_Material provided_.
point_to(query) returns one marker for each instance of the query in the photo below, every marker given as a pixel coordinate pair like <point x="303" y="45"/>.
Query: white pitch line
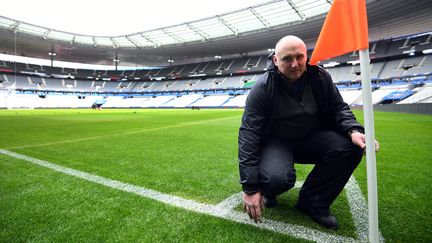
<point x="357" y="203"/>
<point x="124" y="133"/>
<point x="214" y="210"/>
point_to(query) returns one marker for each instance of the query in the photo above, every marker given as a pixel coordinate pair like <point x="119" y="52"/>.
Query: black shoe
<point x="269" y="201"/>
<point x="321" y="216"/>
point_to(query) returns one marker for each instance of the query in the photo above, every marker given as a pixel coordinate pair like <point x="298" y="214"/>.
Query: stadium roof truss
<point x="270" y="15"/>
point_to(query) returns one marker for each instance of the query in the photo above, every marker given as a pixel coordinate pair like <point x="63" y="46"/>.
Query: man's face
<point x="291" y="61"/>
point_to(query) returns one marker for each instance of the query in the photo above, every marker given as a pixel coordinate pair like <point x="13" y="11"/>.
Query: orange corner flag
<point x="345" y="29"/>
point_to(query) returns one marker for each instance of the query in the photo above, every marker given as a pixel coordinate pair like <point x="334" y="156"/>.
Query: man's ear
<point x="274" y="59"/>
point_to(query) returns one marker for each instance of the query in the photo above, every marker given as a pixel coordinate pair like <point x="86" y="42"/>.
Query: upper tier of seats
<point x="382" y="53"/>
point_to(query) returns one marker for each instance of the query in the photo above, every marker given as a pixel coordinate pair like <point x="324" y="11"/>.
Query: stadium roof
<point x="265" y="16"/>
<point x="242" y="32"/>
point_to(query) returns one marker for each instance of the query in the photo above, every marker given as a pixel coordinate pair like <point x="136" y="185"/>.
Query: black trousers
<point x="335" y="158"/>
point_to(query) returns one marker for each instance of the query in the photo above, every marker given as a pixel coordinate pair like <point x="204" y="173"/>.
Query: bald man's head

_Task statement_. Quote the full listing above word for word; exclude every picture from the copy.

_Output of the exercise_.
point_to(query) returns one marker for each instance of the query in the photo below, every marker given as a pixel coordinate pair like <point x="303" y="45"/>.
Query: white pitch line
<point x="357" y="203"/>
<point x="124" y="133"/>
<point x="214" y="210"/>
point_to(query) returns one marker for each instance of the query in the photo above, every marker given as a pixel coordinate pair like <point x="119" y="52"/>.
Query: black shoe
<point x="269" y="201"/>
<point x="321" y="216"/>
point_to(query) returns one marker for each instance of the query in the photo above, every marker given as a pixel coordinate pair like <point x="298" y="214"/>.
Query: stadium roof truss
<point x="270" y="15"/>
point_to(query) returns one marker for each instance of the query in the photo above, every marker given as a pixel coordinate pair like <point x="63" y="46"/>.
Query: man's face
<point x="291" y="61"/>
point_to(query) returns one marker for each instance of the query in the photo above, every marker given as a pixel coordinate pair like <point x="13" y="11"/>.
Query: orange corner flag
<point x="345" y="29"/>
point_to(query) returns one marker for each instance of the query in the photo above, every marker given as a pixel coordinate pair like <point x="334" y="156"/>.
Query: man's ear
<point x="274" y="59"/>
point_to(query) returns one marker for each instance of the query in the photo above, every marker given as a pixel coordinate pair like <point x="86" y="42"/>.
Query: upper tier of seats
<point x="382" y="53"/>
point_to(query) returns one marker for each instance of the query in the photo above, every marker given as a pixel coordinate pair like <point x="324" y="11"/>.
Query: stadium roof
<point x="265" y="16"/>
<point x="242" y="32"/>
point_to(query) returns one marker for each instance of the query in the photo above, every marker given as a pixel coordinate pair like <point x="136" y="185"/>.
Query: black trousers
<point x="335" y="158"/>
point_to(query) returns one marker for each instance of the query in the photo above, every marker given as a pixel coordinate pair like <point x="204" y="173"/>.
Query: bald man's head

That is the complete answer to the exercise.